§ Instructions for the task: List, unchanged, each line in the rows below that includes the string "napkin".

###

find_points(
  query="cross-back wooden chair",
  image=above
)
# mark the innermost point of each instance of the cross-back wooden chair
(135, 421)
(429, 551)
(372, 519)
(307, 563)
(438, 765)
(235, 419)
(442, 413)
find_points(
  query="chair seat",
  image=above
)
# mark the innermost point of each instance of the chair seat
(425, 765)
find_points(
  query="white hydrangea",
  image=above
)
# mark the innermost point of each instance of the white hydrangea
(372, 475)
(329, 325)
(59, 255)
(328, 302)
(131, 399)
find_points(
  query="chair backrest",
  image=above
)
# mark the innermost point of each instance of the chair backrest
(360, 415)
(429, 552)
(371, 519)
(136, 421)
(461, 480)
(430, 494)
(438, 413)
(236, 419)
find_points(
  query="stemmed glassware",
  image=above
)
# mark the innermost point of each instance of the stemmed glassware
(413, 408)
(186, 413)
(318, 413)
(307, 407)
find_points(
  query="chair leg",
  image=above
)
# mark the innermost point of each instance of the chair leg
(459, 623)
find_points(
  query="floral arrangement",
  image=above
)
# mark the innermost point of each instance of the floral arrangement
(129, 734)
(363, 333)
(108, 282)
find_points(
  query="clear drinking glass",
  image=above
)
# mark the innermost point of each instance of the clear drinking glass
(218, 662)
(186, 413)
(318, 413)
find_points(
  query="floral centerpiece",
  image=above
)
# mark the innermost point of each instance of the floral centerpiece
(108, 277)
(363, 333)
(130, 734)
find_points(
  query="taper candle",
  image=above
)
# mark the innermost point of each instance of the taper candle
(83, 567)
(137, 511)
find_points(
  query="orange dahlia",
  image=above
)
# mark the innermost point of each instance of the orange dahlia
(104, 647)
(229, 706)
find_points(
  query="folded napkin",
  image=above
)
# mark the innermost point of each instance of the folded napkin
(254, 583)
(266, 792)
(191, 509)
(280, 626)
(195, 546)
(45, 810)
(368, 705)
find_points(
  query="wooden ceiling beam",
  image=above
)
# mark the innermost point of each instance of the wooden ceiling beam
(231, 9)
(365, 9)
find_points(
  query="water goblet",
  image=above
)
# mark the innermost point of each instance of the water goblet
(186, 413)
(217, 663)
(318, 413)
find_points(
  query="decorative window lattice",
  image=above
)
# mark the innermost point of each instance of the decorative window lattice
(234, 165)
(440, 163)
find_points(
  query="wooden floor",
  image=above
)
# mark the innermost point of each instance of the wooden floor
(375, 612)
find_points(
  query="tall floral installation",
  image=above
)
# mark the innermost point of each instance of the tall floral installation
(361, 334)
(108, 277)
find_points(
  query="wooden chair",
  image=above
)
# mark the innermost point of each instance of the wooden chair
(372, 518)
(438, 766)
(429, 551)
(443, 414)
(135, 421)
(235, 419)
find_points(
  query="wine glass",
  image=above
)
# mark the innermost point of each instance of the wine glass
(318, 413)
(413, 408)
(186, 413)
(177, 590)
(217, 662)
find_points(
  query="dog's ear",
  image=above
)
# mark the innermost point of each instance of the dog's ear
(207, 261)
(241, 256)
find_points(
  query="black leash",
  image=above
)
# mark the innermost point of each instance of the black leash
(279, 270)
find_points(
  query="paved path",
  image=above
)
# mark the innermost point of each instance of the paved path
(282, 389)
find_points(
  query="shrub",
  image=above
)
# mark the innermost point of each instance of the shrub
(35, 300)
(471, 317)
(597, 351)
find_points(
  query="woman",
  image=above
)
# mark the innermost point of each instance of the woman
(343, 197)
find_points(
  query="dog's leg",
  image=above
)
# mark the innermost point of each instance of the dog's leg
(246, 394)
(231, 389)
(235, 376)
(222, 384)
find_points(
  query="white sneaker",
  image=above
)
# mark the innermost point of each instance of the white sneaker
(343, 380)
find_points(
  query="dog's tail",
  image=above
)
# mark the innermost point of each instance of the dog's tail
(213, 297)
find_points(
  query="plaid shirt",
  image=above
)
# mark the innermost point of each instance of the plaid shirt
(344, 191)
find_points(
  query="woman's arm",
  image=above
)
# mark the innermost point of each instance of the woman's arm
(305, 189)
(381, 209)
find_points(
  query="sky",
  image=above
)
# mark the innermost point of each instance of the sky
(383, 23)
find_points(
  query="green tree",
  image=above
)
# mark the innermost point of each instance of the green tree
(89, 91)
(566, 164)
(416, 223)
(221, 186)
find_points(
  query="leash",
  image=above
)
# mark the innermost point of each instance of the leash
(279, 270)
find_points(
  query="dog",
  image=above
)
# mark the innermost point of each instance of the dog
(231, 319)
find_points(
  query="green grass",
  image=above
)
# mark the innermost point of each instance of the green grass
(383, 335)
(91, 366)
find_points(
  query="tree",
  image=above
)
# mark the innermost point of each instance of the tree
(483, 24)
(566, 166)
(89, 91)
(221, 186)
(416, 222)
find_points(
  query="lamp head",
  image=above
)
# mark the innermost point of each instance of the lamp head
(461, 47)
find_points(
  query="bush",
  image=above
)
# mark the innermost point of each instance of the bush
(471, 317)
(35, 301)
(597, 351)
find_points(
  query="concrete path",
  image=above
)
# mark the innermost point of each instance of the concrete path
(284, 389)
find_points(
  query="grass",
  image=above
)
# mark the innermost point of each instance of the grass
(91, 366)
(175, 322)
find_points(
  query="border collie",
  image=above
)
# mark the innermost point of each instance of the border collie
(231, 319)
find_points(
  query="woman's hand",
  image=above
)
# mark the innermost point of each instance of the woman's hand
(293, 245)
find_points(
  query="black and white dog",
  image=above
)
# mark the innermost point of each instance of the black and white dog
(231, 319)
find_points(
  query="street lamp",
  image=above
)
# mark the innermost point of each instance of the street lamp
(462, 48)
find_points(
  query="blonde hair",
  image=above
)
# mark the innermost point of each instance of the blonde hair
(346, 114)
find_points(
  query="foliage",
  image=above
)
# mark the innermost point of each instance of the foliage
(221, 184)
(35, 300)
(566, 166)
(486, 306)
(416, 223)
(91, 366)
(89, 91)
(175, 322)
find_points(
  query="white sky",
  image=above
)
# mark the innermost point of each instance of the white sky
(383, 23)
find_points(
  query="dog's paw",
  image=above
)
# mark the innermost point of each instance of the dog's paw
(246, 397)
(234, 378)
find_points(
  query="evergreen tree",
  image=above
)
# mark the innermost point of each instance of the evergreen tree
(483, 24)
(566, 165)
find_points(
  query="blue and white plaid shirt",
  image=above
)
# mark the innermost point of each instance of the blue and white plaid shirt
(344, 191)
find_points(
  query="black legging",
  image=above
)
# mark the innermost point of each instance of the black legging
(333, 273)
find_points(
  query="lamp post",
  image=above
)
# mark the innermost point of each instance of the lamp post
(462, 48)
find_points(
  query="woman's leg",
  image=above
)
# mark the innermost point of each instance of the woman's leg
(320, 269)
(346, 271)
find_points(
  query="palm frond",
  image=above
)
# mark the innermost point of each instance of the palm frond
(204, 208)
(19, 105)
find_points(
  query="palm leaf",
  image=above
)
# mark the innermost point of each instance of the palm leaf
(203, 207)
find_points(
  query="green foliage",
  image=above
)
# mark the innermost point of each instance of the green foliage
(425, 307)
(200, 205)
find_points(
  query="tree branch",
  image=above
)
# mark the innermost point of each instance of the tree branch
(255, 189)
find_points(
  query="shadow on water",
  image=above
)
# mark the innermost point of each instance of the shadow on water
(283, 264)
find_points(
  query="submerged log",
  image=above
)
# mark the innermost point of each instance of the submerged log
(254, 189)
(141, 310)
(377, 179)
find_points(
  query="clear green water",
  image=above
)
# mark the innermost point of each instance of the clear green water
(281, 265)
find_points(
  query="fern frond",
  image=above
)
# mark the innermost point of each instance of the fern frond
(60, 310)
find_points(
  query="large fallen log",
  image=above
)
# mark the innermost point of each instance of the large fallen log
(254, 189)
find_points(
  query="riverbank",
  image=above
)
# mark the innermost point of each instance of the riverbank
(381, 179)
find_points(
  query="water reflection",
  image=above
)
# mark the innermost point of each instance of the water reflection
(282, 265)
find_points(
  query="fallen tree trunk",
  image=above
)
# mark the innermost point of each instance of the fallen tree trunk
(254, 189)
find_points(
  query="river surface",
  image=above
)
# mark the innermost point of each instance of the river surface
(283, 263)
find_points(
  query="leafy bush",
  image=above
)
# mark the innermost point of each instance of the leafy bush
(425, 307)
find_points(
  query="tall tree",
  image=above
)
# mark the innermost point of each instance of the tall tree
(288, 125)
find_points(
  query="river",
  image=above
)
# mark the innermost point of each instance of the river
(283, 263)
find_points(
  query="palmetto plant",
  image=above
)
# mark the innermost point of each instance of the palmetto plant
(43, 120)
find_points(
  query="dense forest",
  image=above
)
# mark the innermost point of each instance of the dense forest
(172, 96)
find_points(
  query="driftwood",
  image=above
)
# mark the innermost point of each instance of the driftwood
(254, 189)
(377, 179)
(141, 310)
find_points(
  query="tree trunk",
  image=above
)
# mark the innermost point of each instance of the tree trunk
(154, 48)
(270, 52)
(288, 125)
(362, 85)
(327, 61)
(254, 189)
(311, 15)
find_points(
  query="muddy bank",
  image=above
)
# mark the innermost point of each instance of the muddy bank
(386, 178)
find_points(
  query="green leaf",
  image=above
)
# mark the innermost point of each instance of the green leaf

###

§ Answer to this problem:
  query="folded napkin",
# mark the innermost point of each instance of the folded napkin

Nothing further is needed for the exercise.